## [DATA EXCERPTS]

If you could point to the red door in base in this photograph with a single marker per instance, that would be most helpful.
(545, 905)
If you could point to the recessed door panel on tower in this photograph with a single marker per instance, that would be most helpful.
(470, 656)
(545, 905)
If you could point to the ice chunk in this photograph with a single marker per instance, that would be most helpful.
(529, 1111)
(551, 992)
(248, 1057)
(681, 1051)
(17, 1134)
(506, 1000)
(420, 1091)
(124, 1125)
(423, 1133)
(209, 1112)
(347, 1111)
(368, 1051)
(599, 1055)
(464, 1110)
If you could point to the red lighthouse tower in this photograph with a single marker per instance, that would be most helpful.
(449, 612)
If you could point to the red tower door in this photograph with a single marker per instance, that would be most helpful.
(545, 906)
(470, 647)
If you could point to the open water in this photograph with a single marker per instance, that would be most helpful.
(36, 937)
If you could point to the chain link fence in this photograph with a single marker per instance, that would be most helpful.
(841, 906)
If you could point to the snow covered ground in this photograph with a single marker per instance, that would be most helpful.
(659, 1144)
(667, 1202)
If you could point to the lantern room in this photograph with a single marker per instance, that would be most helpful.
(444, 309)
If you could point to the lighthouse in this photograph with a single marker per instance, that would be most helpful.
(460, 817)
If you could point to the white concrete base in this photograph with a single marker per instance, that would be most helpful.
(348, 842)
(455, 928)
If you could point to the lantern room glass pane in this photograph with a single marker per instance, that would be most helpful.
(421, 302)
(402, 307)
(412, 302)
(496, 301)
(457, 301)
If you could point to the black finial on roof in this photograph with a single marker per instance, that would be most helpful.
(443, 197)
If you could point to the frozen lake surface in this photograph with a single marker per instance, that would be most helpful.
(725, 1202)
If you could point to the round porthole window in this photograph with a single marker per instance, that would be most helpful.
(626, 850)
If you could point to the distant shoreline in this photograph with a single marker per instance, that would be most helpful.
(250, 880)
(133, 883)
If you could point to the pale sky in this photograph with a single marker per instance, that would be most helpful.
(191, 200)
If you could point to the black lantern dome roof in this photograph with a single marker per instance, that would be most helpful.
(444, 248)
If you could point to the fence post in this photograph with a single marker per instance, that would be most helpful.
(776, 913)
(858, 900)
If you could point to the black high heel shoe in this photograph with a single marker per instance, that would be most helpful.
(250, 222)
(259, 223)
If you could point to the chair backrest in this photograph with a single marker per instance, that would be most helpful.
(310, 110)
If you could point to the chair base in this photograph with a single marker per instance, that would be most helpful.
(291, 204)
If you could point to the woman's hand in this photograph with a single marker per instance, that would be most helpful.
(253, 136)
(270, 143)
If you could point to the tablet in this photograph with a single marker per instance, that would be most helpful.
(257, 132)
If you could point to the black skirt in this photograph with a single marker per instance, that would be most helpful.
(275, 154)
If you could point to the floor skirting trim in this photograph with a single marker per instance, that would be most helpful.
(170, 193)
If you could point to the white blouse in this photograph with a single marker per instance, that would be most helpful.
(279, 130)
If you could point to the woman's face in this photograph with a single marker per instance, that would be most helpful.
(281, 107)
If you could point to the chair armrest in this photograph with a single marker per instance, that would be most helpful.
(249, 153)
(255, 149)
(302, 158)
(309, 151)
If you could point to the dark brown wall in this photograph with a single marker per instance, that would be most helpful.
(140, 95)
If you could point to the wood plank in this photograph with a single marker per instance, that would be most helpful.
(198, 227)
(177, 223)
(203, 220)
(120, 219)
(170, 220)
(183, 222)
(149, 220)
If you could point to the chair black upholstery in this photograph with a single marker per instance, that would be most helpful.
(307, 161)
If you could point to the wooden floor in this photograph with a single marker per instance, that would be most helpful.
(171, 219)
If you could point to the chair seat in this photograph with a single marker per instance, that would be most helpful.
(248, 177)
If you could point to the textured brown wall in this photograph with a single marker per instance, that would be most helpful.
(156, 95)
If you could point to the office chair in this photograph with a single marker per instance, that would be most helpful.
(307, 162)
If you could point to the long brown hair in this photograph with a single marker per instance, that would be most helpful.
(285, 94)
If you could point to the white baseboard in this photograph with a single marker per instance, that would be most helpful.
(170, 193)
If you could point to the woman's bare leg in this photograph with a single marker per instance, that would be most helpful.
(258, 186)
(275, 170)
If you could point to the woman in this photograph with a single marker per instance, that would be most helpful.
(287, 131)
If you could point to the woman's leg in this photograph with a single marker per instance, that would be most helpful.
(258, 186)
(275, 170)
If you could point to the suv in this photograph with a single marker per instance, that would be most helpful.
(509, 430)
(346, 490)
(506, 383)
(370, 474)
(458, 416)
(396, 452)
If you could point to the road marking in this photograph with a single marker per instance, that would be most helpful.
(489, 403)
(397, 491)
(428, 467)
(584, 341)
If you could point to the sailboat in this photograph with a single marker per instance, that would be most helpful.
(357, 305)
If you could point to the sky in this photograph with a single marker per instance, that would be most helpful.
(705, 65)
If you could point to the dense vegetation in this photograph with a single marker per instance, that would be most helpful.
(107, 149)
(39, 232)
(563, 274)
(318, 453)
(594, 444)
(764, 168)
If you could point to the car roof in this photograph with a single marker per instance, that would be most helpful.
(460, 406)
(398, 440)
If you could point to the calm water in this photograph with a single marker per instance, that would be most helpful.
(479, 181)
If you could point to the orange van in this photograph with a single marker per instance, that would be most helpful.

## [DESCRIPTION OF THE TASK]
Scale the data from the line containing "If you could point to the road" through the end of the data, and copy those lines again with the requests included. Multiply every coordinate in the answers by 1.65 and round each result to a whole number, with halves rounded up.

## [SOLUTION FOR THIS PROBLEM]
If you could point to the road marking in this photograph with a single marker per instance, that would be most helpful.
(807, 665)
(655, 810)
(706, 771)
(964, 563)
If you could point to the sailboat in this photograph with a single marker per instance, that would be most helpful.
(589, 503)
If you could point to the sky in this photograph with a single marker per instance, that would be most helpful.
(1163, 107)
If you could point to the dense vegetation in this photograph with a single marker per instance, that would be most helpful.
(177, 246)
(64, 383)
(929, 452)
(525, 747)
(980, 733)
(1261, 277)
If you could point to the car roof in this photograph with a single marker per instance, that would be most helpful.
(759, 670)
(657, 726)
If you could point to the calm water in this photograph with a single marker per instance, that would be most helpful.
(790, 299)
If you could point to the orange van in this photograph with a single marker per instance, that would be most helpful.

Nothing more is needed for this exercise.